:: INSTRUCTION ::
Rewrite everything from the line containing "Thank you for the photo. Could you please identify the short" down to the end of the items, requests included, scaling each answer coordinate by 0.2 and rounding to the nearest whole number with halves rounded up.

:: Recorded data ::
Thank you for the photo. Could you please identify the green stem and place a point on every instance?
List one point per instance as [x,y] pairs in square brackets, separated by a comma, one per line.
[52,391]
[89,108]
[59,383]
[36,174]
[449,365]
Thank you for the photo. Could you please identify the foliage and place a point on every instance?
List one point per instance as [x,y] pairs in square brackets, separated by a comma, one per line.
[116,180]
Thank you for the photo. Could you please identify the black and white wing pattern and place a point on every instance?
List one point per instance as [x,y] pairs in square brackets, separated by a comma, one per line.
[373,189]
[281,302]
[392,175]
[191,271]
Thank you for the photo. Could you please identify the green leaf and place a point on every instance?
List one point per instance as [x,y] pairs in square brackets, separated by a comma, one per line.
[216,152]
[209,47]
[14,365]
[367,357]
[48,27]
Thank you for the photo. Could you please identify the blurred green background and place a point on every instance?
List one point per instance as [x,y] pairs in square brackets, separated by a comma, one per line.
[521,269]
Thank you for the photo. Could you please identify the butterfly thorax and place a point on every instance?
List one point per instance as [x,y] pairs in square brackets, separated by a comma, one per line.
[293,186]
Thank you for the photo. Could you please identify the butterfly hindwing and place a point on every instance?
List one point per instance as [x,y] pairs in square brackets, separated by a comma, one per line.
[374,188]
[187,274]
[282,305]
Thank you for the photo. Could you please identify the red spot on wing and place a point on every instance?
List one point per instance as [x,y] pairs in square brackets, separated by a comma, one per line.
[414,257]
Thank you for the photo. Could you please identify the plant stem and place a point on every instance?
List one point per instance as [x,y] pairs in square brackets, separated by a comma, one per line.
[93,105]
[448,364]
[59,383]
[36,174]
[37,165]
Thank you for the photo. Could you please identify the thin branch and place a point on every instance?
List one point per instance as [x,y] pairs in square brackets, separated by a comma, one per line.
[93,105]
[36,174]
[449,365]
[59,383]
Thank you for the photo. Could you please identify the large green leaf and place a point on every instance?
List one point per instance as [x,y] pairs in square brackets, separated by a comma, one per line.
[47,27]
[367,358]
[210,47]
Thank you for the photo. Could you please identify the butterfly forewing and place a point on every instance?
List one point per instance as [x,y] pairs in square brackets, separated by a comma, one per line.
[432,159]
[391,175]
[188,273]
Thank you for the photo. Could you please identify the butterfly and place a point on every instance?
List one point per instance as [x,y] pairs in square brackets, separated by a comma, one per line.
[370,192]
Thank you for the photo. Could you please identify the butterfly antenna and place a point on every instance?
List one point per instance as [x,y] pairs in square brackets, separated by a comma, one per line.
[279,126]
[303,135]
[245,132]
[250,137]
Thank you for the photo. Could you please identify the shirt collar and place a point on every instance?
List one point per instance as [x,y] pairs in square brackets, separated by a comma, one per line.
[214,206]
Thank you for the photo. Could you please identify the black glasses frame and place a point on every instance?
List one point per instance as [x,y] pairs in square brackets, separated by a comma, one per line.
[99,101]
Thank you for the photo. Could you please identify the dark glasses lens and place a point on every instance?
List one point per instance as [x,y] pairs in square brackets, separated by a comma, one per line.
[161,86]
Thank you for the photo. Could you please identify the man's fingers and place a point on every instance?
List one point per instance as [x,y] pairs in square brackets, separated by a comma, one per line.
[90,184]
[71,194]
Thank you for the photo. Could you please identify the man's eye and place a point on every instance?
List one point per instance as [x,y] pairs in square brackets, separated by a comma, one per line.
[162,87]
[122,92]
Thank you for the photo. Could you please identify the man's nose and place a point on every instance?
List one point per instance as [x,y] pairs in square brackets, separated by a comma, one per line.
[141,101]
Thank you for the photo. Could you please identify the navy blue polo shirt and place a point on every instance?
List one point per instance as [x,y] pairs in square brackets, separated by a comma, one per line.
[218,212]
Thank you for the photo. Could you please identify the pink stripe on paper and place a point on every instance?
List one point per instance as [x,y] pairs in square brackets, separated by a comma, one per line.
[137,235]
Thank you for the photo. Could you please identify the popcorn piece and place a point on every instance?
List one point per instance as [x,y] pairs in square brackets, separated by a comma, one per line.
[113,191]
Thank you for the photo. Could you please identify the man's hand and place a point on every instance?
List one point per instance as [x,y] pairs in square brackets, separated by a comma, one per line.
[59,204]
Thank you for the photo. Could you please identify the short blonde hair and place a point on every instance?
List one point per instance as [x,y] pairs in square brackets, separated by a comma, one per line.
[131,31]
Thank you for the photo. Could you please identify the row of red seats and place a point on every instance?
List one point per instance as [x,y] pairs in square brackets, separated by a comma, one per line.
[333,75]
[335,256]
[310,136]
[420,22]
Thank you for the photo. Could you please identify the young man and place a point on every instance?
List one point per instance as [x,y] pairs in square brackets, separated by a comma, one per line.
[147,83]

:: TASK OUTPUT ::
Thank you for the photo. Could you please identify the short blonde hair and place a point on every instance?
List one point per instance as [x,y] pairs in square brackets, separated by a comma, one per line.
[26,6]
Thank you for the photo. Could you please identify the row of red seats and place a point on every instance?
List one point per instance as [x,y] pairs in square brackets, separated by a comma, one per line.
[67,15]
[67,51]
[62,27]
[84,4]
Thank you for the photo. Could you please identify the young man and place a point on every instance?
List one point per instance as [x,y] pairs in square brackets, separated by a comma, one per line.
[29,17]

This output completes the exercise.